● **WRITTEN EXERCISE**
Retype the data below word for word, beginning at its very first line and stopping after the line that contains "column 1117, row 585", with both of those lines included. Leave the pictures out of your answer.

━━━━

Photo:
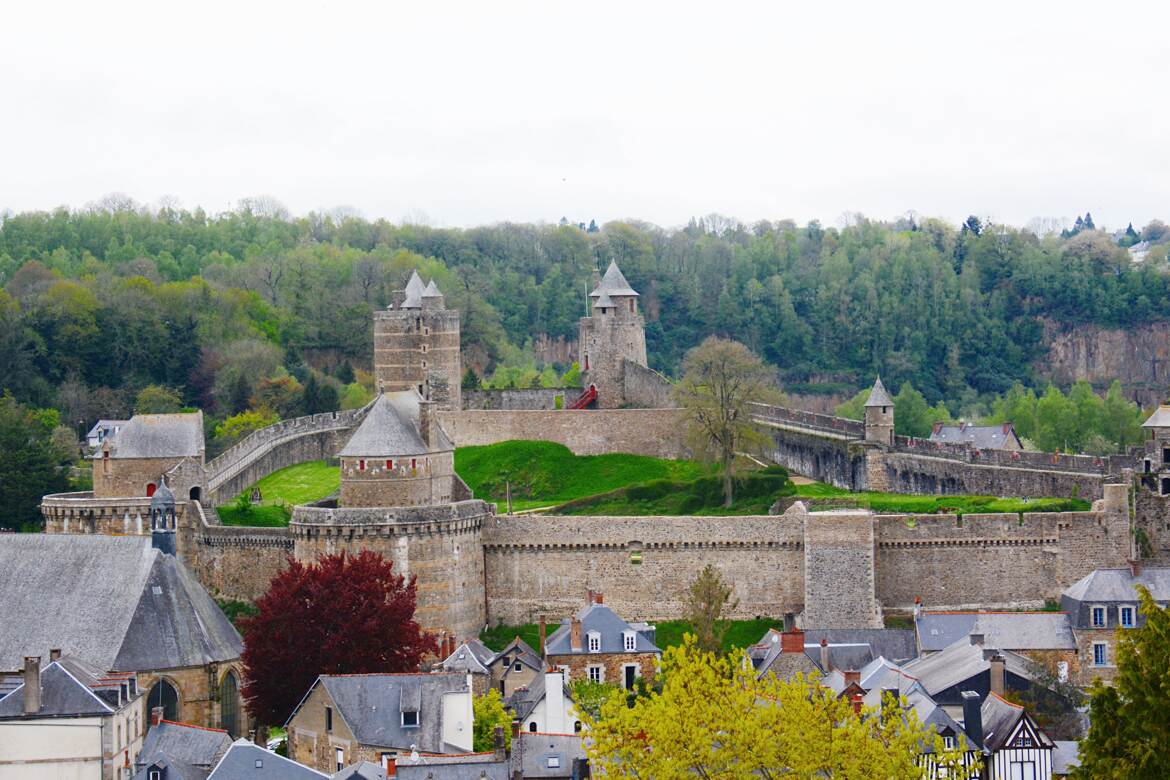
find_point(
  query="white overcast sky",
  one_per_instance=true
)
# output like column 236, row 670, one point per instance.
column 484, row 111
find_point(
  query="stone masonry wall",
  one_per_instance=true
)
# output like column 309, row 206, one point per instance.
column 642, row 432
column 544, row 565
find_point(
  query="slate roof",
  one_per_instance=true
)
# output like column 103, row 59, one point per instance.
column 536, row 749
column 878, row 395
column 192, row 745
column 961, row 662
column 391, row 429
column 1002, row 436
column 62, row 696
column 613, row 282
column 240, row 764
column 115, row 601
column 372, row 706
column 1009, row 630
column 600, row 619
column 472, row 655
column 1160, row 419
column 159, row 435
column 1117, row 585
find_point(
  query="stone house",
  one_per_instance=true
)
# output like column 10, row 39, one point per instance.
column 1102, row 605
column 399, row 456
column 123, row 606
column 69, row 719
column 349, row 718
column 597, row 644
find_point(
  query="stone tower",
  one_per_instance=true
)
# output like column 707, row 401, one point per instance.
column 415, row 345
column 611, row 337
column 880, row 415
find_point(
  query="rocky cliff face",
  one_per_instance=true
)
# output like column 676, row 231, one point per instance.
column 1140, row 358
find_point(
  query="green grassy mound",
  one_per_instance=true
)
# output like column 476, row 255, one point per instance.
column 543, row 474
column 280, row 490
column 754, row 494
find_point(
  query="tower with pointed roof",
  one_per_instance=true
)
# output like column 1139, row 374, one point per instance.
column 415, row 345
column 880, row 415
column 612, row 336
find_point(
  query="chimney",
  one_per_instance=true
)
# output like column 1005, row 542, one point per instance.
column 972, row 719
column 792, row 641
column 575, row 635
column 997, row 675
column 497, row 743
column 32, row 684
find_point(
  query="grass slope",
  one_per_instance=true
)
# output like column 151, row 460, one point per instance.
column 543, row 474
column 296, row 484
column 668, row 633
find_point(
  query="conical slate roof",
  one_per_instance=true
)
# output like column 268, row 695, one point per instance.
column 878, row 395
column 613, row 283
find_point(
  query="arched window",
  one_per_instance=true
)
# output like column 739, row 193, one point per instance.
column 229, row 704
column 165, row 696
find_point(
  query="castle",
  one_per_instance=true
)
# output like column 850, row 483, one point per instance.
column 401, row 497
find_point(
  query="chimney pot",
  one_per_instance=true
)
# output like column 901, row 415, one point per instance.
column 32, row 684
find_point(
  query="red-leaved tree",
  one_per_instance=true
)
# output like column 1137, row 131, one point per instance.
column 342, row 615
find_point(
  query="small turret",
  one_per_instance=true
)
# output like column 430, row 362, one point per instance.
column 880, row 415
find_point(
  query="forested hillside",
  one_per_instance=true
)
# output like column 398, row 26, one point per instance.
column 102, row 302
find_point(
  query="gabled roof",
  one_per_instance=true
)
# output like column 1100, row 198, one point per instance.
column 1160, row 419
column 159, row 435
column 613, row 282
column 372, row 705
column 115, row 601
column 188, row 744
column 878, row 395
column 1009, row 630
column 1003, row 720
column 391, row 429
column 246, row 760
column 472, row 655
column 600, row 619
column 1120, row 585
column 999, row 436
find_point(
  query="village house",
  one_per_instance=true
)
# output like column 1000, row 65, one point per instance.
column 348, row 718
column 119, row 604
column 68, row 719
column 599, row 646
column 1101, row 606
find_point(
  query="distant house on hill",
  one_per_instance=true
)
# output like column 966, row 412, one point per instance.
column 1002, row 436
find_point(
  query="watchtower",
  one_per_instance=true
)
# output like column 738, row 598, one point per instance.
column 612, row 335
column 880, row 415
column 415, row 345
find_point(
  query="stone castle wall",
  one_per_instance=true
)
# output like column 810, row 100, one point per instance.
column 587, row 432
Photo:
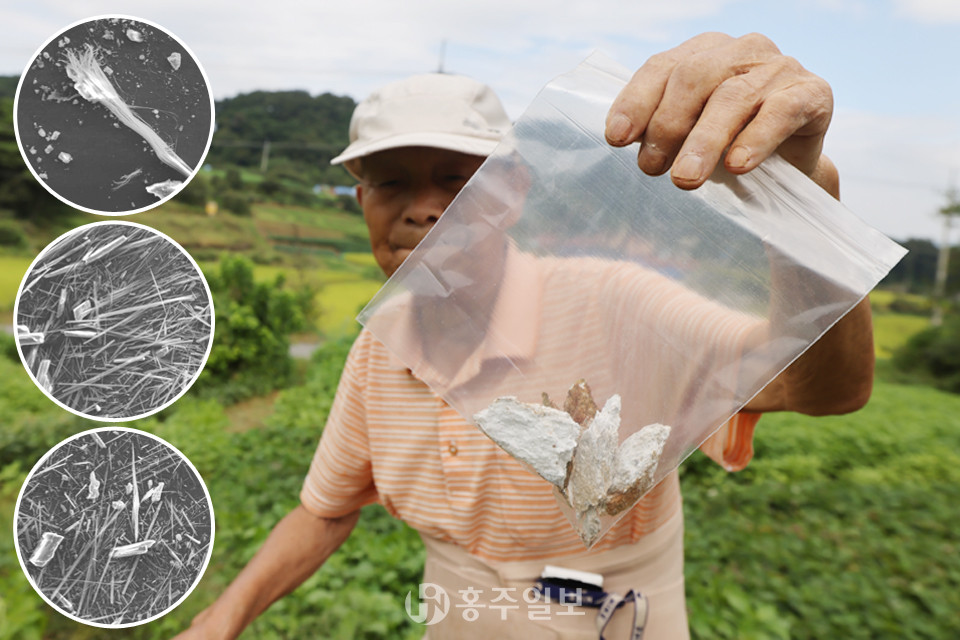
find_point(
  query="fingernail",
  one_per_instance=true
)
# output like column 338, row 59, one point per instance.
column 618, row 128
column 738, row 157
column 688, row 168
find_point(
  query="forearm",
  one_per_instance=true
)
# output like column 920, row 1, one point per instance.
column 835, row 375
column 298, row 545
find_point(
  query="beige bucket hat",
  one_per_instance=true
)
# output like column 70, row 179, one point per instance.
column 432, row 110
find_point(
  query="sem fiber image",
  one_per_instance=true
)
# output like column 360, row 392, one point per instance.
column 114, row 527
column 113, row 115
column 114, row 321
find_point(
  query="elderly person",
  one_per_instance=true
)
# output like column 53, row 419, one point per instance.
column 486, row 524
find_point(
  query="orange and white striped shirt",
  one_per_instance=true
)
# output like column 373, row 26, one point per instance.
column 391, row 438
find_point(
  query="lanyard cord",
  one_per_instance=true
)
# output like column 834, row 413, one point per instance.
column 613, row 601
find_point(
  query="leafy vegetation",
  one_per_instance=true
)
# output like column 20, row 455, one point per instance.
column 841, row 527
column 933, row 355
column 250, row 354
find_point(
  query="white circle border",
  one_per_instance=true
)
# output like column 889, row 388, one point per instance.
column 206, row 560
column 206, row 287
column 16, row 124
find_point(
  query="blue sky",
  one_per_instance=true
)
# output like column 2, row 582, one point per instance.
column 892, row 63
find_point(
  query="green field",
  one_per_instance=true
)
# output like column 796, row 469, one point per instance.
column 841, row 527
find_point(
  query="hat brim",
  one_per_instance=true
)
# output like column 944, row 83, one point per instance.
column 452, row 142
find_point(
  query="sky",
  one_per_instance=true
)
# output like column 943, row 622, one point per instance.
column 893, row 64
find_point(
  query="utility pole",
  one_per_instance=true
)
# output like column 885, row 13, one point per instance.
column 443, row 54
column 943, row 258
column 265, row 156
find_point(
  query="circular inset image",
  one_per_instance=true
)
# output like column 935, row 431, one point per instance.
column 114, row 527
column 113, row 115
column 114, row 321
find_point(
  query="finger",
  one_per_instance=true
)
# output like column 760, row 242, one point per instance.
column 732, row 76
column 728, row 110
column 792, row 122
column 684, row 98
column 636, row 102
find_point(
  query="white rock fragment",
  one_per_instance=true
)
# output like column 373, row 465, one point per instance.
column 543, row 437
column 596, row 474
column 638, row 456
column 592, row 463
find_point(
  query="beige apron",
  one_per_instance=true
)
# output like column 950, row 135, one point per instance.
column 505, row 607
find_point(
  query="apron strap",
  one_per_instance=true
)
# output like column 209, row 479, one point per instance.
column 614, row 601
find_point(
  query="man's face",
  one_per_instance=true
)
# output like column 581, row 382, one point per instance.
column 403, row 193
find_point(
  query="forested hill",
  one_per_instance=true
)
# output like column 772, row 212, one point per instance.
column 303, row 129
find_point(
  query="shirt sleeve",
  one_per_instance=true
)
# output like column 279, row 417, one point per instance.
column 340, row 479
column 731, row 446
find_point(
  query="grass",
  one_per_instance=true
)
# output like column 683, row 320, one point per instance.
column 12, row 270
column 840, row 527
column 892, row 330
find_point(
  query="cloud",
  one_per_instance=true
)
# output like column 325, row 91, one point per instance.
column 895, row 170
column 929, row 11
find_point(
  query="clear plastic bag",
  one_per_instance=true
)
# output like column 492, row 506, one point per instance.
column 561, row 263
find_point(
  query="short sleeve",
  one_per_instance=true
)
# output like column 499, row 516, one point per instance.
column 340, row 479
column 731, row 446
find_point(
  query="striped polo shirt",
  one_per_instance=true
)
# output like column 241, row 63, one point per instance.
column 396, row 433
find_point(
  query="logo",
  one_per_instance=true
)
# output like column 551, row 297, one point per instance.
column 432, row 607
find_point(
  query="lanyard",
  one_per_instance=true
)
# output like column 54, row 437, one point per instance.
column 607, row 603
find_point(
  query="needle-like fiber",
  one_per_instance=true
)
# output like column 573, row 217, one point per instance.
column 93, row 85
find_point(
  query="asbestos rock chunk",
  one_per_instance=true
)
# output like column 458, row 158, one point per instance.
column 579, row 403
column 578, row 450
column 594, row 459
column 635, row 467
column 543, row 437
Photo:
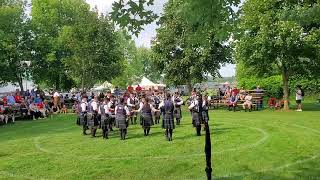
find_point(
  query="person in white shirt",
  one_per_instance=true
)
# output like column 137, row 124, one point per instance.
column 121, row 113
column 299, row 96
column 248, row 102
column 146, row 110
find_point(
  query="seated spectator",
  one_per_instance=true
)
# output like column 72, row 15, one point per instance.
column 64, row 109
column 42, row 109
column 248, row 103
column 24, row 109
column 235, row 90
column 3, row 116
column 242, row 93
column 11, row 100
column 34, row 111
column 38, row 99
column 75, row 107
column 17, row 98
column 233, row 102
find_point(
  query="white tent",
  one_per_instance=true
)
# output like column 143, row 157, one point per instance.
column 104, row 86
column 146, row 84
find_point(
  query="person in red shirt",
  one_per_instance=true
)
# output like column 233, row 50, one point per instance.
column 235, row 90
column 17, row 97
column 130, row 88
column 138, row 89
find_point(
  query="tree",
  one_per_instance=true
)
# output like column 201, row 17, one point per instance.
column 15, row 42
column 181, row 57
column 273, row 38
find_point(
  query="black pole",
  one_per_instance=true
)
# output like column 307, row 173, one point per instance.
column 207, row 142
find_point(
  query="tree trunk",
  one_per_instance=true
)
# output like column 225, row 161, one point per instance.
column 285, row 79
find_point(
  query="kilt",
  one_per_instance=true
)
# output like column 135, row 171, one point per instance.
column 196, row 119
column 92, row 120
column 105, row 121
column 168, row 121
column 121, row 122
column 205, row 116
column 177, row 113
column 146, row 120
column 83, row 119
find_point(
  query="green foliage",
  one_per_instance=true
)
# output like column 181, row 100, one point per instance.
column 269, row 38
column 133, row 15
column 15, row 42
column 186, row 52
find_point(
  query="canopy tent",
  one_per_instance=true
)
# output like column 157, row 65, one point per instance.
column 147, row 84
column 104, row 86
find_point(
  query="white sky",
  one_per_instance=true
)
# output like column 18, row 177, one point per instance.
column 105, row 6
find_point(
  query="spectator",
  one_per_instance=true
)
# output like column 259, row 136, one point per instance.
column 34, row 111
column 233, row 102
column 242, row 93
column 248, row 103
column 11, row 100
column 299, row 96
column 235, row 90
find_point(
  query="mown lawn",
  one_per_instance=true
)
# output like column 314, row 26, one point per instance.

━━━━

● **EXERCISE RESULT**
Photo:
find_point(
  query="white overcast sky",
  one_per_instance=true
)
# output like column 236, row 670, one point per instance.
column 484, row 111
find_point(
  query="stone masonry wall",
  one_per_instance=true
)
# output like column 309, row 206, one point per instance.
column 642, row 432
column 544, row 565
find_point(
  query="slate roof",
  one_per_instance=true
)
# output like column 103, row 59, one point per instance.
column 536, row 749
column 878, row 395
column 192, row 745
column 961, row 662
column 391, row 429
column 1002, row 436
column 62, row 696
column 613, row 282
column 240, row 764
column 115, row 601
column 372, row 706
column 1009, row 630
column 600, row 619
column 472, row 655
column 1160, row 419
column 159, row 435
column 1117, row 585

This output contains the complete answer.